Stated exercise: Return all of the records below unchanged, copying every line precisely.

Bounding box annotation entries
* Begin *

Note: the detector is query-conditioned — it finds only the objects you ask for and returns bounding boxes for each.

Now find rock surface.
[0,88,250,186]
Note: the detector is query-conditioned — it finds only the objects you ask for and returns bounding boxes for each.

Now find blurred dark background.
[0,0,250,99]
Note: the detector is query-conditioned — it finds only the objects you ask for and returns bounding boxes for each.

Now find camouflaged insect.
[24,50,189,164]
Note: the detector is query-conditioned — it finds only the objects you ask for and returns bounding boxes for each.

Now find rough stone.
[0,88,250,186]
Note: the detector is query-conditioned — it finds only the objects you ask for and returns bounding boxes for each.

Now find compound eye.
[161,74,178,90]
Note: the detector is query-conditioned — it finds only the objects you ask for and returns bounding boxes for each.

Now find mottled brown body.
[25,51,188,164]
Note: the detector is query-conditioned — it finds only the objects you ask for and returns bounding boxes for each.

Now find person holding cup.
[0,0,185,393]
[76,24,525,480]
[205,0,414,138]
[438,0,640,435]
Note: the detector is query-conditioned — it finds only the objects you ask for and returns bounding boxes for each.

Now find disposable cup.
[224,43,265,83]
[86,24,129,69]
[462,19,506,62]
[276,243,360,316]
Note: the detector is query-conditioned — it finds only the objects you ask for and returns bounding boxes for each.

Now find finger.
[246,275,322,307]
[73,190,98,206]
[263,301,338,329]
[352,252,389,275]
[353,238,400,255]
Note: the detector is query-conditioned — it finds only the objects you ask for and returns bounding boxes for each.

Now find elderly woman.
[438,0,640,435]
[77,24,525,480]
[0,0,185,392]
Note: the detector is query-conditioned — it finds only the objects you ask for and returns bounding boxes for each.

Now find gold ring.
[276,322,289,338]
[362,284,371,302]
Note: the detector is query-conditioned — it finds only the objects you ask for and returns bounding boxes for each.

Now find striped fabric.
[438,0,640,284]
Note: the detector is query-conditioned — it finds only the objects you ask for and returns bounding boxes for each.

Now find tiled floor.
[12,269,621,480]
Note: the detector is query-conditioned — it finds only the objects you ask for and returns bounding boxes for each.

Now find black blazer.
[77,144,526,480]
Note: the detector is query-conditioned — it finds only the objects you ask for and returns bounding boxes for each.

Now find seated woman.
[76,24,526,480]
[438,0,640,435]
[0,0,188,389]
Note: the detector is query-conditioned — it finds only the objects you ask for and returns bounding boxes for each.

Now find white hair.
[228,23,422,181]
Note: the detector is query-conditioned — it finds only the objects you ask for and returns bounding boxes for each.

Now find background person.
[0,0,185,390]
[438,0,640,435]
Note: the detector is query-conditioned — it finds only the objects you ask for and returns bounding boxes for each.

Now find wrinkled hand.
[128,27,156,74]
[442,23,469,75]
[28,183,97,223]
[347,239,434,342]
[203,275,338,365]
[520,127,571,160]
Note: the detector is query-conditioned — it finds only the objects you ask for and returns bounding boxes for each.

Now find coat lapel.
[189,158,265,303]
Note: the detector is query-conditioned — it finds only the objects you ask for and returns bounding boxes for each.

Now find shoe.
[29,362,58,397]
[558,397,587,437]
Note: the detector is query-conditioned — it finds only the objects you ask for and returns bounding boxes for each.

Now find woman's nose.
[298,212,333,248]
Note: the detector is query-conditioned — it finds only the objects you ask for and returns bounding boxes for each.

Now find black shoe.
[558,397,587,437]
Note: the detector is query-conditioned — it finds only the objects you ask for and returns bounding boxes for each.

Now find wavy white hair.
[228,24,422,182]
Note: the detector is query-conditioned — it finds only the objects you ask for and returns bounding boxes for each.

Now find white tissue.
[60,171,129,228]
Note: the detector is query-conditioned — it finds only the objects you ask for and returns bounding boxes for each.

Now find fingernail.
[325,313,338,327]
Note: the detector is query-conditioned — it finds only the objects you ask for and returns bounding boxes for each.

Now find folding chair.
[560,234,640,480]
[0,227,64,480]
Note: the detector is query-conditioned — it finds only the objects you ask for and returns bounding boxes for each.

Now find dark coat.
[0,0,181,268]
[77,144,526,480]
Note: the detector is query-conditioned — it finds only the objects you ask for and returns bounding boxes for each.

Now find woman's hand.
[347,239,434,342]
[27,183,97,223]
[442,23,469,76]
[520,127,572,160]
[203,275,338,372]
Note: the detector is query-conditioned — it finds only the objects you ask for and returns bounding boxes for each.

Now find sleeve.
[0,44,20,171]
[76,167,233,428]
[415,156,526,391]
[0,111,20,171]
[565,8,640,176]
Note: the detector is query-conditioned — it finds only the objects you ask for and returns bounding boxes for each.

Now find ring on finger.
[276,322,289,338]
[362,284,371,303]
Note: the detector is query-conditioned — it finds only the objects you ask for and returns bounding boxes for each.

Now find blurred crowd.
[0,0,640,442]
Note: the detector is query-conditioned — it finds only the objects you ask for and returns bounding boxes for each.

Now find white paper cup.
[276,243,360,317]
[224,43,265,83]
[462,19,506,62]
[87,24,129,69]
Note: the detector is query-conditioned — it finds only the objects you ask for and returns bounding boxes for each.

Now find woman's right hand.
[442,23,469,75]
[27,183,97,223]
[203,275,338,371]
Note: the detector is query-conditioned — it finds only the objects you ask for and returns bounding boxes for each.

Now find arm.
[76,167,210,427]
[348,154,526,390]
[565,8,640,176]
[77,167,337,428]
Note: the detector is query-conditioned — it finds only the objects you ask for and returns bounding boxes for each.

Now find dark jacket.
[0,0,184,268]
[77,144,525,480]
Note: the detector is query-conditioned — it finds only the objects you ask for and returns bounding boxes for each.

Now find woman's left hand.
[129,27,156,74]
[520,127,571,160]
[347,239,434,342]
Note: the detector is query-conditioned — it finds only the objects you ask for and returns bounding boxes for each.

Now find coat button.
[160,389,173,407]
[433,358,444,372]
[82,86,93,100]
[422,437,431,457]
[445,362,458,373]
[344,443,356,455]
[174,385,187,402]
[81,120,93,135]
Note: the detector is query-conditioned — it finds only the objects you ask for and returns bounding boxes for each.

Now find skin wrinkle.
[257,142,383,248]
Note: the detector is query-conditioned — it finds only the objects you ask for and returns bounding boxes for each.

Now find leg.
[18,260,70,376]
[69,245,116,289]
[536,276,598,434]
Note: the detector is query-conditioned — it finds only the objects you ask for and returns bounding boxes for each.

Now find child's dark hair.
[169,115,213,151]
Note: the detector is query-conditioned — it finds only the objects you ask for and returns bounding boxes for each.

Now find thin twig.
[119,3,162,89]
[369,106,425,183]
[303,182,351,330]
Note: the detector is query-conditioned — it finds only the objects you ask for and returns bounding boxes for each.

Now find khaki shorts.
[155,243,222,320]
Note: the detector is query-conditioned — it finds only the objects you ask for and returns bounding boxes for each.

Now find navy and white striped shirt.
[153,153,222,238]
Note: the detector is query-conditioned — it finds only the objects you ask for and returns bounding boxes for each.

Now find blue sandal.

* End *

Result for this task:
Note: the detector is query-conditioned — it finds only the objects you ask for and returns bounding boxes for each.

Now find rock surface.
[0,88,250,186]
Note: the detector is query-conditioned — it finds only the objects you ask for and returns bounding boxes for each.

Now find blurred dark background.
[0,0,250,99]
Note: the detector is query-conditioned — it finds only the objects you ask for and returns bounding boxes for each.

Now find camouflaged insect.
[24,50,189,164]
Note: the detector is query-conditioned — it finds only the objects you ask for and returns bounding boxes for each.

Now find rough stone.
[0,88,250,186]
Note: the detector is query-conditioned — it finds only the objects you ask for and returns bounding boxes for each.

Now find compound eye.
[161,74,178,90]
Note: the detector is query-conditioned — it finds only the objects you ask for and returns bounding boxes for each.

Now find mottled brown body.
[25,51,188,164]
Note: the detector is query-conditioned — it finds only the objects you ask for and returns bounding boxes for each.

Now find person holding cup.
[0,0,185,393]
[76,24,525,480]
[205,0,414,138]
[438,0,640,435]
Note: the detector is query-conditioned — it finds only the objects you ask for and returns bounding boxes for each.

Now find disposable cup.
[224,43,265,83]
[86,24,129,69]
[462,19,506,62]
[276,243,360,316]
Note: the detector is query-conditioned — it finds only the objects you ask for and returns bounding boxes for each.

Now find finger.
[246,275,322,307]
[73,190,98,206]
[263,301,338,329]
[352,252,389,275]
[353,238,400,255]
Note: the detector is query-conditioned — it finds only the objects you ask for and returns bounding boxes for each.

Now find elderly woman.
[438,0,640,435]
[77,24,525,480]
[0,0,185,392]
Note: the detector is query-conditioned — it finds only the objects you ask for and returns bounding boxes for each.

Now find gold ring.
[276,322,289,338]
[362,284,371,302]
Note: the detector is query-conditioned — it finds only the objects you ask for and returns bounding boxes for each.

Now find striped fabric.
[438,0,640,284]
Note: the detector is query-conditioned — it finds only the objects you ask for and returns bounding boxes for each.

Now find tiled floor.
[12,269,621,480]
Note: the detector is query-conditioned — it finds only the objects you ask for and returns bounding boxes for each.

Now find black blazer.
[77,144,526,480]
Note: the detector is query-conditioned — it finds only the objects you ask for and returns bounding boxes for each.

Now find seated woman.
[76,24,526,480]
[438,0,640,435]
[0,0,188,389]
Note: the detector is query-conditioned — it finds only the objects you ask for and returns bounding boxes for each.

Now find white hair.
[228,23,422,181]
Note: the detector is query-conditioned — it finds only the objects you ask for and returns bounding boxes for each.

Now find background person.
[0,0,185,390]
[438,0,640,435]
Note: the detector is query-conditioned — it finds only the objects you ask for and returns bounding boxes for each.

Now find wrinkled hand.
[128,27,156,74]
[442,23,469,75]
[28,183,97,223]
[347,239,434,342]
[203,275,338,365]
[520,127,571,160]
Note: the detector is query-conditioned — it finds only the objects you ask for and returns bounding boxes for each.

Now find coat lapel.
[189,158,265,303]
Note: the detector is query-conditioned — it finds only the objects you ask for and returns bounding boxes for each.

Now find shoe.
[29,362,58,397]
[558,397,587,437]
Note: the detector is query-conditioned — it finds only the objects you ask for and returns bounding boxes for each.

Now find woman's nose.
[298,212,333,248]
Note: the detector is query-conditioned — it finds only the objects you ask for and returns bounding boxes for each.

Now find black shoe.
[558,397,587,437]
Note: the detector is query-conditioned — it finds only the objects you ask for and returns bounding boxes for each.

Now find wavy white hair.
[228,24,422,182]
Note: the detector is query-conditioned — it finds only the objects you ask for and returns bounding boxes for each.

Now find white tissue.
[60,171,129,228]
Note: the detector is query-conditioned — it finds only the objects you ask for and returns bounding boxes for each.

Now find fingernail.
[325,313,338,327]
Note: the detector is query-conditioned — it finds only the objects you ask for and returns bounding boxes for each.

Now find folding chair.
[560,234,640,480]
[0,227,64,480]
Note: the detector is query-conditioned — it finds only the objects you ask for and returns bounding boxes for each.

Now find dark coat.
[0,0,181,268]
[77,144,526,480]
Note: the detector is query-conditioned — it finds only the objects you ask for and returns bounding boxes for each.

Now find woman's hand.
[347,239,434,342]
[27,183,97,223]
[442,23,469,76]
[520,127,572,160]
[203,275,338,372]
Note: the detector is query-conditioned — it finds only the objects you ask for and returns bounding boxes for each.

Now find sleeve.
[0,44,20,171]
[76,167,233,428]
[415,156,526,391]
[0,111,20,171]
[565,8,640,176]
Note: the detector is query-conditioned — it finds only the objects you ask for and returns bounding boxes for each.

Now find ring on finger.
[276,322,289,338]
[362,284,371,303]
Note: the detector is query-conditioned — it finds only the objects you ask for and returns bounding boxes for each.

Now find blurred crowd.
[0,0,640,442]
Note: the detector is query-conditioned — it finds only the objects you ask for and returns bounding boxes for each.

Now find white paper cup.
[276,243,360,317]
[224,43,265,83]
[462,19,506,62]
[87,24,129,69]
Note: the detector is query-conditioned — it finds only the objects you ask for and returns bounding boxes for each.

Now find woman's right hand.
[442,23,469,75]
[27,183,97,223]
[203,275,338,371]
Note: the detector is query-conditioned — it finds only the objects you ask for and returns bounding boxes for each.

Now find arm.
[76,167,210,427]
[348,154,526,390]
[565,8,640,176]
[77,167,337,428]
Note: the detector is query-conditioned — it finds only the objects you ask for and returns bounding boxes for each.

Now find dark jacket.
[0,0,184,268]
[77,144,525,480]
Note: the detector is query-conditioned — it finds only the objects you ask for and returns bounding boxes for each.

Now find woman's left hand.
[129,27,156,74]
[520,127,571,160]
[347,239,434,342]
Note: the detector is query-conditioned — it finds only the objects you ask for and returns bounding boxes for each.

Now find coat button.
[160,389,173,407]
[433,358,444,372]
[82,86,93,100]
[422,437,431,457]
[445,362,458,373]
[344,443,356,455]
[174,385,187,402]
[81,120,93,135]
Note: the detector is query-conditioned — it finds only the objects you ask for and returns bounding boxes for each.

Now find skin wrinkle.
[257,142,383,248]
Note: the detector is query-conditioned — it finds only the objects you ask for and returns bounding boxes for each.

Now find leg.
[18,260,70,376]
[69,245,116,289]
[536,276,598,434]
Note: the detector is query-conditioned — it finds only the objects you ask for and returns bounding boxes for each.

Now find child's dark hair.
[169,115,213,151]
Note: the detector is query-conditioned — it finds only the objects you ask for and returns bounding boxes for each.

Now find thin twig.
[119,3,162,89]
[369,106,425,183]
[303,182,351,330]
Note: the detector is query-conditioned — it finds only the objects you ask for and returns bounding boxes for each.

Now find khaki shorts.
[155,243,222,320]
Note: the detector is query-conditioned — it finds only the objects you ask for and returns bounding boxes for each.

Now find navy and white striped shirt.
[153,153,222,238]
Note: the detector is query-conditioned — it finds only the objects you ask for and returns bounding boxes for each.

Now find blue sandal.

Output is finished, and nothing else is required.